* [SELECTED EXCERPT]:

- DVD cover
- Urdu: کچھ دل نے کہا
- Written by: Bushra Ansari
- Directed by: Babar Javed
- Starring: Bushra Ansari; Jawed Sheikh; Maria Wasti; Noman Masood; Kanwaljit Singh;
- Theme music composer: Waqar Ali
- Opening theme: Bushra Ansari
- Country of origin: Pakistan
- Original language: Urdu

Production
- Executive producer: Moomal Shunaid
- Producer: Momina Duraid
- Cinematography: Shahzad Kashmiri
- Camera setup: Multi-camera
- Production company: Moomal Entertainment

Original release
- Network: Geo Entertainment
- Release: 2006 – 2006

= Kuch Dil Ne Kaha =

Pakistani television series

Kuch Dil Ne Kaha (lit: The heart said something) is a Pakistani television series, directed by Babar Javed, produced by Moomal Shunaid under the banner Moomal Entertainment, and written by Bushra Ansari who also played the leading role in the series. Along with Ansari, it also stars Jawed Sheikh and Maria Wasti. It revolves around a middle-aged woman who is in an unloved marriage.

* [GIVEN INSTRUCTION A]: Summarize the text on Kuch Dil Ne Kaha in two sentences.
* [GIVEN INSTRUCTION B]: Copy out, word for word, the stretch of entries from the line containing "Pinpoint the white bathtub" through the line containing "xmin=318 ymin=298 xmax=605 ymax=480".
The text and the entries have nothing to do with each other.

(Entries for bounding box labeling)

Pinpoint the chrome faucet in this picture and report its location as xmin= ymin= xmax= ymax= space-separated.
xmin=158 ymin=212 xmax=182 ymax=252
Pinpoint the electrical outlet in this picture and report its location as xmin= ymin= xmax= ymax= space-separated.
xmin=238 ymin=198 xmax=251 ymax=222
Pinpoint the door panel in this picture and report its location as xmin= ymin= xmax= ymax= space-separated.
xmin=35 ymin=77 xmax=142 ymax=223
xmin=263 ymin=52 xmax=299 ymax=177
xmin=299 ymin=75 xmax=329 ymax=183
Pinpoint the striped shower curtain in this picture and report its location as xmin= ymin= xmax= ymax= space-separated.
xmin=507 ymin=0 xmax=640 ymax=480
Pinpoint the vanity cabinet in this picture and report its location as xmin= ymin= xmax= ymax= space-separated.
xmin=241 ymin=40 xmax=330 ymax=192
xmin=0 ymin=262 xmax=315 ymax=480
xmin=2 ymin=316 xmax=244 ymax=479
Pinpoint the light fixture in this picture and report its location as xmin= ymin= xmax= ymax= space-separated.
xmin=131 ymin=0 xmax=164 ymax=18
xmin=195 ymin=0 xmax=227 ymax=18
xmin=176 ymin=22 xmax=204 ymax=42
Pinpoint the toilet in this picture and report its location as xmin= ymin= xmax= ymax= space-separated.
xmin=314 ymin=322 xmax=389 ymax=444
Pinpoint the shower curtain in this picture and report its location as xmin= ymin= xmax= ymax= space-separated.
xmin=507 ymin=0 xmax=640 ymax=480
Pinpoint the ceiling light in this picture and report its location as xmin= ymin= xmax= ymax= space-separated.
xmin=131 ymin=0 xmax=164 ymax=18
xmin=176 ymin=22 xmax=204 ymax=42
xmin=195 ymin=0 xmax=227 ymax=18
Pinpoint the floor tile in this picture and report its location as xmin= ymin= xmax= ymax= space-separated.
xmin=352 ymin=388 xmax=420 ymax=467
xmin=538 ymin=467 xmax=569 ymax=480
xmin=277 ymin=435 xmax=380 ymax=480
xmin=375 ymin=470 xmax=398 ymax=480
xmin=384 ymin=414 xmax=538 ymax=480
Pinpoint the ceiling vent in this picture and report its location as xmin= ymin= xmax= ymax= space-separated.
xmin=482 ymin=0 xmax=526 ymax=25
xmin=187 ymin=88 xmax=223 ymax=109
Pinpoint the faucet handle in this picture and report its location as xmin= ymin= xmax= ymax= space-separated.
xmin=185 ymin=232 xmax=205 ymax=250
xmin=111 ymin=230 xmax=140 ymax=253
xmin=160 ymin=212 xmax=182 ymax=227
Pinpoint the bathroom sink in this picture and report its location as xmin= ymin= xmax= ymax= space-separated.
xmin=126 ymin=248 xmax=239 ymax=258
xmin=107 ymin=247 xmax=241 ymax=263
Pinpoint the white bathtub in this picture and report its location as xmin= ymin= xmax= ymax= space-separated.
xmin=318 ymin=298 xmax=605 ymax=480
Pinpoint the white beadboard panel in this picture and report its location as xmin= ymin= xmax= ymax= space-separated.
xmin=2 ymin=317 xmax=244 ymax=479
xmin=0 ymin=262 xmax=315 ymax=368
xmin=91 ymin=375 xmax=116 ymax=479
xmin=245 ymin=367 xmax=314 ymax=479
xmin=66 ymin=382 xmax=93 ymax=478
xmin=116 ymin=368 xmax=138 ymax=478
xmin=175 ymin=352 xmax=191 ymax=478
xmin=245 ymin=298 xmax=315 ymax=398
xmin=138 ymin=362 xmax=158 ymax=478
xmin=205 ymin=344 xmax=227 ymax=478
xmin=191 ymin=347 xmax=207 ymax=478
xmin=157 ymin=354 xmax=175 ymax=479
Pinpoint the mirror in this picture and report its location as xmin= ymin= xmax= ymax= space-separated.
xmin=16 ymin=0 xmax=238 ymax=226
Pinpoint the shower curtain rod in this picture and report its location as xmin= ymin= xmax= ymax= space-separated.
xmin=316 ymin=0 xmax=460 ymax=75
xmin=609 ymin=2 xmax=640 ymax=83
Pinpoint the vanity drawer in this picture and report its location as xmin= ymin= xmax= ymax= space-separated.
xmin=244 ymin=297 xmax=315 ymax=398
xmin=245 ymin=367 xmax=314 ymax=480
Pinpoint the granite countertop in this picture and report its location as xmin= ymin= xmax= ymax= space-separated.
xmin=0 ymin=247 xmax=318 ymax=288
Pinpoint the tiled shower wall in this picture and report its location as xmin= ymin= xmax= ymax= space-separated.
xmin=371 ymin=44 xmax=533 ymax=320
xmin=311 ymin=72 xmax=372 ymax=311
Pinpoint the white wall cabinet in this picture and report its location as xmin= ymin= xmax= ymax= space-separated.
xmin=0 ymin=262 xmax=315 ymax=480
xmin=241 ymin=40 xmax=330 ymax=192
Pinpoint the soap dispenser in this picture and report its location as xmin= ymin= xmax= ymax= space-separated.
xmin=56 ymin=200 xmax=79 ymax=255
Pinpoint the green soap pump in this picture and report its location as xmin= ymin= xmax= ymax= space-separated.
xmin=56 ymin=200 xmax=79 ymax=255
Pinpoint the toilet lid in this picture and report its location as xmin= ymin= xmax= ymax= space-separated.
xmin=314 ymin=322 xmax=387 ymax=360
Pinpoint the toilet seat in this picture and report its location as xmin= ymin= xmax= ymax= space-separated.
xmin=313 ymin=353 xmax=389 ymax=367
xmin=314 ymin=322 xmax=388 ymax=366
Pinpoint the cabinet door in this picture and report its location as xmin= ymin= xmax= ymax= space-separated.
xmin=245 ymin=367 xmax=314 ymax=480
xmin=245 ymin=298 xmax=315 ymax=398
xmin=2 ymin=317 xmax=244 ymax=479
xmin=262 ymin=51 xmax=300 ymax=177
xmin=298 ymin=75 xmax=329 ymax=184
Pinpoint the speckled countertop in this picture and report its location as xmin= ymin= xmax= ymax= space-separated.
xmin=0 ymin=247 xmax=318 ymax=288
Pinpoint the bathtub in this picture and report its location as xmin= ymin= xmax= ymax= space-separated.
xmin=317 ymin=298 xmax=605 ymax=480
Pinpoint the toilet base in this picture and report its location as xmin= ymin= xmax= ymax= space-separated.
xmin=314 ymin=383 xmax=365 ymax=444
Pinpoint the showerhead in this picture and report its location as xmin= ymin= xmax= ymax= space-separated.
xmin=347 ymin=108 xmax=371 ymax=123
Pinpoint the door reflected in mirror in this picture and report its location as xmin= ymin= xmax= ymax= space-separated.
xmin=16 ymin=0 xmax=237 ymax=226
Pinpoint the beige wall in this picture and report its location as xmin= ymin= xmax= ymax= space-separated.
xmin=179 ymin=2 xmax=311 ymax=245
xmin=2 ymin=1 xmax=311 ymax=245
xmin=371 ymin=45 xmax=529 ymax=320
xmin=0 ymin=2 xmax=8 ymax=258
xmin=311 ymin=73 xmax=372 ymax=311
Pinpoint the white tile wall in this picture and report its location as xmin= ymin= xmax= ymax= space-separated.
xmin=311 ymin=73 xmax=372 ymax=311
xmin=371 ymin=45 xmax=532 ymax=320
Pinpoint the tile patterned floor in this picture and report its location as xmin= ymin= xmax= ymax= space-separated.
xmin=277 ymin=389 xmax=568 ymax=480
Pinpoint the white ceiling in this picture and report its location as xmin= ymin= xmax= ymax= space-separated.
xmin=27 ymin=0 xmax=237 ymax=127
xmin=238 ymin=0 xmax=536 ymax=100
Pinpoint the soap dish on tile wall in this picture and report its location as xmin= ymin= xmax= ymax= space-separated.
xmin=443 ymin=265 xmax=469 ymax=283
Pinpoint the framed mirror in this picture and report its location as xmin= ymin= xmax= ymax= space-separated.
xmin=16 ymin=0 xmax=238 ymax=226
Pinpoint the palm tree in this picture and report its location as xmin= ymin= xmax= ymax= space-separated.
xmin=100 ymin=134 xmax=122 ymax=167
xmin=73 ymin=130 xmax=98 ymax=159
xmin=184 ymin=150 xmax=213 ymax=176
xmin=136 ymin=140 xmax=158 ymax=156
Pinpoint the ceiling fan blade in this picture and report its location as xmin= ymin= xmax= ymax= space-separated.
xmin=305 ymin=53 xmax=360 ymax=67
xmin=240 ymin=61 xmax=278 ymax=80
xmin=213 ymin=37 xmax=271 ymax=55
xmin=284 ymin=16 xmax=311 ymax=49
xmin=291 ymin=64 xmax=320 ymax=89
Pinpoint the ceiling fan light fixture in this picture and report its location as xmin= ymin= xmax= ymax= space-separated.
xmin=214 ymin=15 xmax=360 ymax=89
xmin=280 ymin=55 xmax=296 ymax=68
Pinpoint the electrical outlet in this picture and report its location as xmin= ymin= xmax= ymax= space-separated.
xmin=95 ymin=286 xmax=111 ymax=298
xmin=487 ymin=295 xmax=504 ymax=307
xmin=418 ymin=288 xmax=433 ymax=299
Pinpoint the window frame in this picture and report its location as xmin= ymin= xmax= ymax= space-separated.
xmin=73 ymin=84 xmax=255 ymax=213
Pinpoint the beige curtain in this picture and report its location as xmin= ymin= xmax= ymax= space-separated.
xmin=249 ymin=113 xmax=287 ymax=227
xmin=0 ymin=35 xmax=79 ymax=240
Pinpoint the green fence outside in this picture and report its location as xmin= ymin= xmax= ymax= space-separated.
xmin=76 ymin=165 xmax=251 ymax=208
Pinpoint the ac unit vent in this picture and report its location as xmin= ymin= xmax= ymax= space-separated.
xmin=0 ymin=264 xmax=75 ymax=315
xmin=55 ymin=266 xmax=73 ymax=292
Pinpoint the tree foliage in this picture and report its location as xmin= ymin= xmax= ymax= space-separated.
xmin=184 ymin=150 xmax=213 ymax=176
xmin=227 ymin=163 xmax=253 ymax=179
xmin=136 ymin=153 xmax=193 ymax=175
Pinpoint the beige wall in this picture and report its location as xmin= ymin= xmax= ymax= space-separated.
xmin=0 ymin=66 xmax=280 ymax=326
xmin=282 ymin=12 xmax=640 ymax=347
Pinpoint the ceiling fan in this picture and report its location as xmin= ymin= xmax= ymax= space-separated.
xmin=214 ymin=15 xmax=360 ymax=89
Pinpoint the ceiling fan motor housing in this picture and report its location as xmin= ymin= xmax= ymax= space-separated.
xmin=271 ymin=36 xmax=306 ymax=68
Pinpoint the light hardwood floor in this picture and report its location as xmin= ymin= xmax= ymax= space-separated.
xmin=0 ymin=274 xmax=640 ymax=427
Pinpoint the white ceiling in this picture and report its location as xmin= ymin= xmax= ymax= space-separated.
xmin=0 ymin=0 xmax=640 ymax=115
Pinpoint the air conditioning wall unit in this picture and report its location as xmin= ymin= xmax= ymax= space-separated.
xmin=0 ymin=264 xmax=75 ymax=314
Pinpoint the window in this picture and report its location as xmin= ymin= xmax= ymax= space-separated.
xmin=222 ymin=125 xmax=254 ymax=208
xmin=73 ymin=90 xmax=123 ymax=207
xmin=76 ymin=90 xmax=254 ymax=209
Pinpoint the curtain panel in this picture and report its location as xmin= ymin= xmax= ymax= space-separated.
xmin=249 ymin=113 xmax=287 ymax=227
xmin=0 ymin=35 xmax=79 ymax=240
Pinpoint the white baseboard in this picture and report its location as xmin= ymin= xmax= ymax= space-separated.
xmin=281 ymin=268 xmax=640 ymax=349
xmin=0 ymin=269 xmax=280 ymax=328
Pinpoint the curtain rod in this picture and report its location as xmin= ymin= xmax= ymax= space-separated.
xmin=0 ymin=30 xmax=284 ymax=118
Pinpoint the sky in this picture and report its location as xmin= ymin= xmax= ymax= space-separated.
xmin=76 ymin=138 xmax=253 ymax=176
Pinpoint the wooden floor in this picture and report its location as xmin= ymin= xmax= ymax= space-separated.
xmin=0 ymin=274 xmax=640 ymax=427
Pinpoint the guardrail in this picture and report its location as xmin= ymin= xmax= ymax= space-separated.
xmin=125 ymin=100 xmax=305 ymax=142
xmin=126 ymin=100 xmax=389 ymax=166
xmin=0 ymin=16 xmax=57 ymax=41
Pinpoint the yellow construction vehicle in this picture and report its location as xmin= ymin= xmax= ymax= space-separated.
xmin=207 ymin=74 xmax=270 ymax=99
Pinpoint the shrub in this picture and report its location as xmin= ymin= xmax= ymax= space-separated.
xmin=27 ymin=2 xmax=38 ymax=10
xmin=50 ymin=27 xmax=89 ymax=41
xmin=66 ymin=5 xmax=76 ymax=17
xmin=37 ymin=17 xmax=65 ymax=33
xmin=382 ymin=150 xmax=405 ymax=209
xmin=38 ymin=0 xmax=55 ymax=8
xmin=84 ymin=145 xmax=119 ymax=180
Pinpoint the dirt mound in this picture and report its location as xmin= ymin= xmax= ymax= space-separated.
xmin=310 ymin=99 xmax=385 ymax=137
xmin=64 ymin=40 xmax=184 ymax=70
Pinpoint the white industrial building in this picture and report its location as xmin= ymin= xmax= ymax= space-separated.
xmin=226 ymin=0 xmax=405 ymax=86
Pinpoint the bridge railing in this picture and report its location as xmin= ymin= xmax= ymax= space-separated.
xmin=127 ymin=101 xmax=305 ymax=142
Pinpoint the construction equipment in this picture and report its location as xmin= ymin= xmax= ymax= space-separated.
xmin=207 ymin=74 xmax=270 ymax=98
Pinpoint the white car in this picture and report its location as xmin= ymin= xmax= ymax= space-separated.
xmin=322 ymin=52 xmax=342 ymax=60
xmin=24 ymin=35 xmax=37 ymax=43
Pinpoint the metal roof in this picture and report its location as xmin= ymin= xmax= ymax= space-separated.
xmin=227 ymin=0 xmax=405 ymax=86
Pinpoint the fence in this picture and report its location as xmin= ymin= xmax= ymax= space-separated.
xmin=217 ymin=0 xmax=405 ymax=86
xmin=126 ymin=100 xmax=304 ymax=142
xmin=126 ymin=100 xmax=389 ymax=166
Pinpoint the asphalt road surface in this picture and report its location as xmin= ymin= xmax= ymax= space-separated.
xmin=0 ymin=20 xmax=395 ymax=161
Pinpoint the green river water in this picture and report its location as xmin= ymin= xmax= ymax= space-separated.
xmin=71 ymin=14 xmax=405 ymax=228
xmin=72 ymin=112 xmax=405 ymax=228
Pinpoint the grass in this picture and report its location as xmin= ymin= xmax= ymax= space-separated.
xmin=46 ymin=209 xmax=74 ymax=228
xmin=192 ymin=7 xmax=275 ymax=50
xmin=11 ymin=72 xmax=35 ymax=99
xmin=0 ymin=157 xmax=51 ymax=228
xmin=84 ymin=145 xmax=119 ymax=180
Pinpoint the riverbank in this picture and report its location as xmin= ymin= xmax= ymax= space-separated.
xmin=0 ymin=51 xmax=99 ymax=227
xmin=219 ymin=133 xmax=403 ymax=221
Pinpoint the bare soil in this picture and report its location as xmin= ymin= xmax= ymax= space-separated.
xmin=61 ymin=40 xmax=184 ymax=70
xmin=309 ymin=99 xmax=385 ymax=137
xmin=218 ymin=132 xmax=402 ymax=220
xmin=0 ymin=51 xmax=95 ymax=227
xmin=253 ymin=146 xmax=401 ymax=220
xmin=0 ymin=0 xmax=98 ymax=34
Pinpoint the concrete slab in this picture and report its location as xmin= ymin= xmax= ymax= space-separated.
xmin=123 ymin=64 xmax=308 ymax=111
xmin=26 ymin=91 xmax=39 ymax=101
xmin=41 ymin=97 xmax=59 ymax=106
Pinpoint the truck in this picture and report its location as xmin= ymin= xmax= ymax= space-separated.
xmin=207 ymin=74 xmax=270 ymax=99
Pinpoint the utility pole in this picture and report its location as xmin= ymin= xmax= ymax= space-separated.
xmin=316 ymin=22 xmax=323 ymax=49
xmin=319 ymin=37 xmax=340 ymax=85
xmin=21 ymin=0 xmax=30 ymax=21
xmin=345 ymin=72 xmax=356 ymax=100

* [WRITTEN REPLY A]: Kuch Dil Ne Kaha is a Pakistani television series directed by Babar Javed, produced by Moomal Shunaid under the banner Moomal Entertainment, and written by Bushra Ansari, who also played the leading role alongside Jawed Sheikh and Maria Wasti. It aired on Geo Entertainment in 2006 and revolves around a middle-aged woman in an unloved marriage.

* [WRITTEN REPLY B]:
Pinpoint the white bathtub in this picture and report its location as xmin= ymin= xmax= ymax= space-separated.
xmin=318 ymin=298 xmax=605 ymax=480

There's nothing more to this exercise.